═══ Document passage
# Fuel pump wont shut off!



## 85_720_4X4KK (Aug 15, 2010)

***Battery has to be disconnected*** The float bowl is over full, gas is spraying out of where the float needle is, and the fuel pump is running with the truck off. I have to disconnect the battery. It was not spraying gas yesterday, (BTW I just tore down the engine to change head gasket and front cover to put chain back on the gear and it hasnt ran in 2 weeks) and I cut and taped all the wires back that I had to cut off to take the carb off in the first place, but I disconnected all the wires and the fuel pump still comes on when I touch the negative terminal to the battery... Its driving me crazy, is it a vacuum thing? Im pretty sure I did the vacuum lines mostly correct.. I would be extremely grateful for any help! *(I dont know if this makes a difference but I refilled the manual trans yesterday and the bottle was excessively pushed upon those wires)*


----------



## SPEEDO (Jun 9, 2003)
══════
List of tasks:
(1) Shorten the paragraph in the fuel pump thread that begins "Battery has to be disconnected" into a list that keeps its main facts.
(2) Please continue the fuel pump thread from where it stops.
═══ Excerpted records
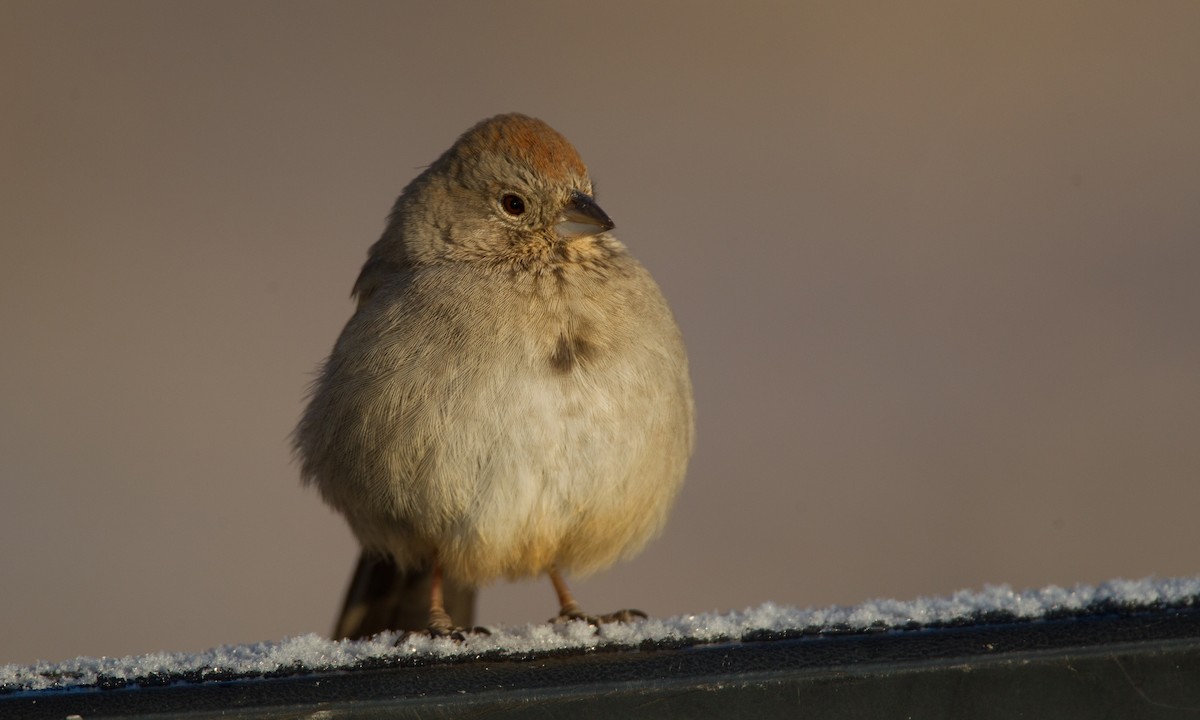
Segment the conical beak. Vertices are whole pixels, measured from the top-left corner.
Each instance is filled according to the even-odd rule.
[[[571,193],[571,199],[566,202],[563,214],[558,217],[558,222],[554,223],[554,229],[563,238],[599,235],[614,227],[616,224],[612,222],[612,218],[600,209],[600,205],[596,205],[592,196],[578,191]]]

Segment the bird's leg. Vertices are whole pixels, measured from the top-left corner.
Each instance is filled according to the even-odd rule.
[[[487,628],[458,628],[454,624],[450,613],[445,608],[445,594],[443,593],[442,563],[433,560],[433,569],[430,572],[430,622],[425,634],[430,637],[449,637],[451,640],[466,640],[466,634],[491,635]],[[402,642],[408,637],[408,632],[400,637]]]
[[[454,632],[454,622],[445,608],[445,598],[442,594],[442,564],[433,563],[433,578],[430,582],[430,635],[450,635]]]
[[[551,568],[547,575],[550,575],[550,582],[554,584],[554,593],[558,594],[559,607],[558,616],[551,618],[551,623],[562,624],[570,623],[571,620],[583,620],[589,625],[602,625],[605,623],[630,623],[635,619],[646,618],[646,613],[640,610],[618,610],[617,612],[602,616],[588,614],[575,601],[575,596],[571,595],[571,589],[566,587],[566,581],[563,580],[563,575],[558,571],[558,568]]]

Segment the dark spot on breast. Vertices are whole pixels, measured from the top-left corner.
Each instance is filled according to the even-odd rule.
[[[595,354],[595,346],[578,334],[564,332],[558,336],[554,352],[550,354],[550,366],[562,373],[569,373]]]

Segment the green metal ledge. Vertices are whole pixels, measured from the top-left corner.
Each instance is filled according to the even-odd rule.
[[[0,718],[1200,718],[1200,610],[103,685],[0,695]]]

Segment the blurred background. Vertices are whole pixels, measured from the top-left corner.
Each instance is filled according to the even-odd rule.
[[[356,548],[288,434],[395,196],[508,110],[692,364],[689,482],[587,607],[1200,572],[1198,37],[1190,0],[7,0],[0,662],[330,630]]]

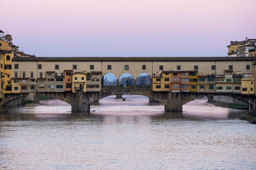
══════
Written responses:
(1)
- The float bowl is overfull, and gas is spraying out where the float needle is.
- The fuel pump runs with the truck off, so the battery has to be disconnected.
- Gas was not spraying the day before.
- The engine was recently torn down to change the head gasket and front cover and to put the chain back on the gear, and it hasn't run in two weeks.
- The wires cut to remove the carb were taped back, but even with all wires disconnected, the pump comes on when the negative terminal touches the battery.
- The poster asks whether it is a vacuum problem and thinks the vacuum lines are mostly correct.
- The manual transmission was refilled the day before, and the bottle was pushed hard against those wires.

(2)
Are you sure everything is wired correctly? why did you "cut" the wires? (there is a fuel pump control (relay) under the right side on the dash, black box...)


----------



## 85_720_4X4KK (Aug 15, 2010)

I cut the wires to get the carburetor off. Also, when I put everything back toget, the wire insert (one horizontal plug and one vertical plug *| _ * somehow was 4 or 5 inches from the carb ??? so I had to cut and lengthen that. but even with all the wires unplugged, the fuel pump STILL runs constantly with battery connected =(


----------



## SPEEDO (Jun 9, 2003)

if the fuel pump control unit is good, then I would think you have a hot wire going to the pump that shouldnt be..


----------



## 85_720_4X4KK (Aug 15, 2010)

that should be what? what wire could it be =(


----------



## NissanPartsDept (Mar 31, 2010)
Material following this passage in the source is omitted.